* _Exercise passage_
○ ○ ○ ○

Now, before running anything, let's go through this section by section. First, we need to get the RIPSeeker packages from Bioconductor and load them into R.

> source("http://bioconductor.org/biocLite.R")
> biocLite("RIPSeeker")
> library(RIPSeeker)

Then, we need to read in the BAM files we're going to use with their paths and use the RIPSeeker (or rather GenomicRanges) function "combineAlignGals" to generate a "gapped alignment" object in R using hg19 genomic and contig coordinates.

> bamFiles = list.files(".", "\\.bam$", recursive=TRUE, full.names=TRUE)
> ripGal=combineAlignGals(bamFiles[2], genomeBuild="hg19")
> ctlGal=combineAlignGals(bamFiles[1], genomeBuild="hg19")

Now, we're ready to execute the primary RIPSeeker function, appropriately called ripSeek(). Since it takes so many options, we're going to declare a bunch of variables before executing the command, and then have the command refer back to those already-declared variables. This is what it would look like:

> binSize=200  #Set the bin size, or have it be found automatically (between 200 and 1200 bp)
> cNAME="input"  #Which files are input
> genomeBuild = "hg19"   #Genome to use
> outDir <- file.path(getwd())  #Output file prefix (here, the current directory)
> reverseComplement = FALSE   #Do not reverse complement BAM entries
> uniqueHit = FALSE   #If TRUE, use only unique hits to train initial model
> assignMultihits = FALSE  #If TRUE and uniqueHit is TRUE, assign multi-hits to regions based on initial model
> rerunWithDisambiguatedMultihits = FALSE   #If TRUE and prior two options are TRUE, re-train model after multi-hit assignment
 
> seekOut.AGO2 <- ripSeek(bamPath = bamFiles, cNAME = cNAME, reverseComplement = FALSE, genomeBuild = "hg19", \
uniqueHit = FALSE, assignMultihits = FALSE, rerunWithDisambiguatedMultihits = FALSE, binSize=binSize, outDir=outDir)

The way we're going to run this at TACC is by having the actual R commands in a script called ripseeker_script.R, which is then called by a commands file using Rscript, which is a utility to run R scripts from the command line (or, in this case, a batch job) when it can't be interactive.

○ ○ ○ ○

* _Data listing_

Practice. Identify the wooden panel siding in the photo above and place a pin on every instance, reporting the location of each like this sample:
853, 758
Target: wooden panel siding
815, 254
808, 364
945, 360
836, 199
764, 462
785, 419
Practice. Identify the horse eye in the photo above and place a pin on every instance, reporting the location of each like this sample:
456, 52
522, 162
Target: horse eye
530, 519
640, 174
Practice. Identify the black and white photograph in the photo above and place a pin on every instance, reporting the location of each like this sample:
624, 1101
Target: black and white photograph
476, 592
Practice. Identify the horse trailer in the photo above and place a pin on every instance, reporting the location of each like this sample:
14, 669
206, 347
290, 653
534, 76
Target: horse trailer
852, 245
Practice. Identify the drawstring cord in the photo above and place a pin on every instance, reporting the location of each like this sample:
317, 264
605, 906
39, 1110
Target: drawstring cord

○ ○ ○ ○

Decide whether each statement below agrees with the RIPSeeker walkthrough above. Answer yes or no for each, and quote the deciding words of the walkthrough exactly.
1. The RIPSeeker packages are obtained from Bioconductor.
2. The settings direct that BAM entries be reverse complemented.
3. At TACC, the R commands are entered interactively rather than placed in a script.

* _Output below_
1. Yes: "get the RIPSeeker packages from Bioconductor and load them into R"
2. No: "reverseComplement = FALSE   #Do not reverse complement BAM entries"
3. No: "having the actual R commands in a script called ripseeker_script.R"